Görev:
Cari denge ve dünya ekonomisinin büyüme sorunu üzerine aşağıdaki yazıyı, son cümlesinin ardından devam ettirin.

Okuma Metni:
........
Cari dengede yeni bulgular

Taner BERKSOY
Taner BERKSOY EKONOMİ DÜNYASI tberksoy@pirireis.edu.tr

 

Önce bir hatırlatma yapayım. Geçen yazımda içinde bulunduğumuz zaman diliminde dünya ekonomisinin üç önemli sorunla uğraştığını yazdım. Sorunların en önemlisi (bana göre tabii) büyüyememe sorunudur. Bu konuda gelişmiş ülkeler başı çekiyor. Bunlar küresel krizi bir türlü aşamadılar. Son beş yıldır büyüme oranları yerlerde sürünüyor. Gelişmişlerin büyüme özürlüsü olmaları arkadan gelenleri de etkiliyor. Onlarda kriz çıkışında yaptıkları hamleyi sürdüremediler. Yavaşlamaya başladılar.
........
Sağlanan Veriler:
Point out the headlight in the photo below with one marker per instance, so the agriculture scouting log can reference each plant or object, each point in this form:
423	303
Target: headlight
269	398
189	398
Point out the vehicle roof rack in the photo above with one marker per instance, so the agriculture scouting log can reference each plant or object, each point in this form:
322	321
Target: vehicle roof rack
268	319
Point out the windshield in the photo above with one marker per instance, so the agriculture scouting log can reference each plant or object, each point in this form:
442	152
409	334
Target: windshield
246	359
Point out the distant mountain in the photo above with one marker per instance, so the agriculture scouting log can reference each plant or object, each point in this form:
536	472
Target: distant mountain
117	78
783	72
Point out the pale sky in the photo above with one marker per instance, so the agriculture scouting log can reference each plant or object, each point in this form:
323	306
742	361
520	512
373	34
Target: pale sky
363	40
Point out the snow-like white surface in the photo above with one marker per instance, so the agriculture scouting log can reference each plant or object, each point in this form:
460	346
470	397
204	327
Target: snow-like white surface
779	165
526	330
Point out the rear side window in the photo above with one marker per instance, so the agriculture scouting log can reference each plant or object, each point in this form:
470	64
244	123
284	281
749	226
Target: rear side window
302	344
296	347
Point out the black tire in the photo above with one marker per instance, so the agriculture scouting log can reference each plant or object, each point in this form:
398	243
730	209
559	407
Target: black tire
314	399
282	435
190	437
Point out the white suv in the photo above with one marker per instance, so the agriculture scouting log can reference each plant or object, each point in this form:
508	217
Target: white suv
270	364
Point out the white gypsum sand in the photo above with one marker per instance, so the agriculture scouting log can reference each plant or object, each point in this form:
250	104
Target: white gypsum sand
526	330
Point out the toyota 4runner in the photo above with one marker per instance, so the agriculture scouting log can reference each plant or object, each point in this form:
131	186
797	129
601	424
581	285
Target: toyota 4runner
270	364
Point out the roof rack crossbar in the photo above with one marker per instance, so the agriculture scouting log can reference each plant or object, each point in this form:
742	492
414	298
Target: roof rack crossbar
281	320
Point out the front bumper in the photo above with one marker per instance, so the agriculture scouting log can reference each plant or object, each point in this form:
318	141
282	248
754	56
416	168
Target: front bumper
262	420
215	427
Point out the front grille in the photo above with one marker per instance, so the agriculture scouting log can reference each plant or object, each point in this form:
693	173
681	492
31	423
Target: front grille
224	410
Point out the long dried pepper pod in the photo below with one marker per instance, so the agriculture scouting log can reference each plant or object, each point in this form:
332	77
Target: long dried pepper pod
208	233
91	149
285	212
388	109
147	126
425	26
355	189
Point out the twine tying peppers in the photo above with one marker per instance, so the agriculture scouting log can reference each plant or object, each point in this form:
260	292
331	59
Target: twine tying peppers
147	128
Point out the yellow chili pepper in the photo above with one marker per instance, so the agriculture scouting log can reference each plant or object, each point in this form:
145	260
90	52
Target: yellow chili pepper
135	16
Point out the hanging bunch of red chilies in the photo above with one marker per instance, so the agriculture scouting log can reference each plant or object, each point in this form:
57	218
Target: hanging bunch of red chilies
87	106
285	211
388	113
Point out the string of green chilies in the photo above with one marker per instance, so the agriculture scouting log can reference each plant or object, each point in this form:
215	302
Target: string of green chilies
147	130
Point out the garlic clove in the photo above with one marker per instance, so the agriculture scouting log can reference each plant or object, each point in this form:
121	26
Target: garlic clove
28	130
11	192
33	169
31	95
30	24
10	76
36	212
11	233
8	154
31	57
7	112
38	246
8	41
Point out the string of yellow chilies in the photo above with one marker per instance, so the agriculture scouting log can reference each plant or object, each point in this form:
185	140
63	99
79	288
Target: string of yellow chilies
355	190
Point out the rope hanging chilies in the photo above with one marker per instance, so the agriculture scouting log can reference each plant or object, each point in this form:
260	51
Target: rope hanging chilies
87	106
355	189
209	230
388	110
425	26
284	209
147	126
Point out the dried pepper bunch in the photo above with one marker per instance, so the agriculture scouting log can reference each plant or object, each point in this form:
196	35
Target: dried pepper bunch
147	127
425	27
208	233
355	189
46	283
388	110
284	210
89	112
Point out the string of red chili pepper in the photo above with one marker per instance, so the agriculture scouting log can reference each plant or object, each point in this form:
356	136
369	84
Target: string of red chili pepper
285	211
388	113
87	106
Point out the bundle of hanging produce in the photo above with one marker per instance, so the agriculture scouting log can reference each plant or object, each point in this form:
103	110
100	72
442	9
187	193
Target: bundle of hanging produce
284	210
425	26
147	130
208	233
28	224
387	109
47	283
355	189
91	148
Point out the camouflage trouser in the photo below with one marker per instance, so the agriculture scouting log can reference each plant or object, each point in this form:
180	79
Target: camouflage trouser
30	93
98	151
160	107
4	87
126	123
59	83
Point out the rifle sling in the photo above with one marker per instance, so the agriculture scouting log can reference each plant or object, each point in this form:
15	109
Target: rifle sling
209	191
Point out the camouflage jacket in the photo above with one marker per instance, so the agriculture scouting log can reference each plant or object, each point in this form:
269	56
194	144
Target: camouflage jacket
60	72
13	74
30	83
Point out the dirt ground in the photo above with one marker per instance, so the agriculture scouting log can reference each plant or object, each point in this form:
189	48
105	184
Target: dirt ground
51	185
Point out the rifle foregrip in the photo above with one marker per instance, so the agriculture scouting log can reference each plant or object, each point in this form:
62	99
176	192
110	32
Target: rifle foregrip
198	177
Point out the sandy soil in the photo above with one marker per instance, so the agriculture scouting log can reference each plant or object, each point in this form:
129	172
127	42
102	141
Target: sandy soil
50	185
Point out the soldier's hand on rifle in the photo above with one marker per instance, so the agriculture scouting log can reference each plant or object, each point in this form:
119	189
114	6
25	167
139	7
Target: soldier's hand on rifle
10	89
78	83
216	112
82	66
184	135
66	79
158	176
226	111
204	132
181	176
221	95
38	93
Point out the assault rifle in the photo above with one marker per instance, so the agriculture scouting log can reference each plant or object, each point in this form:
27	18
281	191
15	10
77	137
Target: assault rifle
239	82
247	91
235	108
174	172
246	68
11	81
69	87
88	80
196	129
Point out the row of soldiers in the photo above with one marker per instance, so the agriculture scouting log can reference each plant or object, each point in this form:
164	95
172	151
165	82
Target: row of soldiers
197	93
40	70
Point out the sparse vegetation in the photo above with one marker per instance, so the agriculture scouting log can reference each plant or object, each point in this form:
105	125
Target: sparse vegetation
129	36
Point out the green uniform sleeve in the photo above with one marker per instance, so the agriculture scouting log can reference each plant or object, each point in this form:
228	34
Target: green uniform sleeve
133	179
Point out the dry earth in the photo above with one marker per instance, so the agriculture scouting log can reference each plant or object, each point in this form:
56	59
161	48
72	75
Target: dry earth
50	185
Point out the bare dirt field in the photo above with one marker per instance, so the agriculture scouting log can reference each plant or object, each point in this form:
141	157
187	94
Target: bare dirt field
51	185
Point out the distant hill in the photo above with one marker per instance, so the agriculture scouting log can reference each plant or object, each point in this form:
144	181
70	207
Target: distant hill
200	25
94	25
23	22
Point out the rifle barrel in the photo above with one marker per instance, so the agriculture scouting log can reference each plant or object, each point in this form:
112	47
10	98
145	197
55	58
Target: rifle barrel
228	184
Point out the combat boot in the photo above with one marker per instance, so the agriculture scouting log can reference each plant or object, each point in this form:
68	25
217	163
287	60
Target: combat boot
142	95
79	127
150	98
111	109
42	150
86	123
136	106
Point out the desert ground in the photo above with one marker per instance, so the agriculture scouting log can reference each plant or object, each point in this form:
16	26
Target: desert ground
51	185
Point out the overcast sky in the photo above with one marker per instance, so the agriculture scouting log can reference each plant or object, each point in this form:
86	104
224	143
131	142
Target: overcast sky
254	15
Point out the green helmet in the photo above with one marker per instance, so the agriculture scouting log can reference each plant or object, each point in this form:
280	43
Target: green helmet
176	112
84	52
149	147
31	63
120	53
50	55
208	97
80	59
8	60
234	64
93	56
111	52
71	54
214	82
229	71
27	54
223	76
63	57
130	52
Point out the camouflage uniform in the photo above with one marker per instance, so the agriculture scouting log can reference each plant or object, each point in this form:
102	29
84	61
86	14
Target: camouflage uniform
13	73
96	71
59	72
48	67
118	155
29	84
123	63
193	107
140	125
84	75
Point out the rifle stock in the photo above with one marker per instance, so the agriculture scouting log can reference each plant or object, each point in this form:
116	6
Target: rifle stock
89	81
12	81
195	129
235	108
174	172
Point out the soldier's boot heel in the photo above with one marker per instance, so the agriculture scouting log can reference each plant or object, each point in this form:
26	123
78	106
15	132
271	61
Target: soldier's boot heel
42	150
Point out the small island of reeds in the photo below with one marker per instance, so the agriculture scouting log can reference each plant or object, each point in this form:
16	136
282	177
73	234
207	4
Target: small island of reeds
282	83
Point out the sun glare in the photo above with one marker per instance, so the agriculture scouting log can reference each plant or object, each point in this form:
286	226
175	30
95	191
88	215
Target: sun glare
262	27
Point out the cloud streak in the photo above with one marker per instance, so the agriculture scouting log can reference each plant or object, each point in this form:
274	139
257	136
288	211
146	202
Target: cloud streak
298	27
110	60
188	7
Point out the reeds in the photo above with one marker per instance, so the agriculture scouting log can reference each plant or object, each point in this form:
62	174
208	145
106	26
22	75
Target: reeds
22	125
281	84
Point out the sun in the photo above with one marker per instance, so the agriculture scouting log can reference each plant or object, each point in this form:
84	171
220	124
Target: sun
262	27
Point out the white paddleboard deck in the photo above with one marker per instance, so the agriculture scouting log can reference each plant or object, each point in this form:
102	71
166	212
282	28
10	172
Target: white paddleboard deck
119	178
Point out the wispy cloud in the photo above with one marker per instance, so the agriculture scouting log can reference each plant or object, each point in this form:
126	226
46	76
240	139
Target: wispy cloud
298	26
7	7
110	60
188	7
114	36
........
Alıştırma Çıktısı:
İkinci önemli sorun büyüyememe sendromunu aşmak için uygulanan politikalar aracılığı ile çıkıyor ortaya. Büyümenin desteklenmesi ve canlandırılması için genellikle para politikası kullanılıyor. Burada da gelişmişler önde. ABD, Japonya ve kısmen de AB kendi ekonomilerini hareket ettirmek için  parasal genişleme sınırını zorluyorlar. Haliyle faizler de yere çakılmış durumda. Bol para-düşük faize rağmen ekonomileri büyümüyor.  Ama ortalıkta sel gibi para var.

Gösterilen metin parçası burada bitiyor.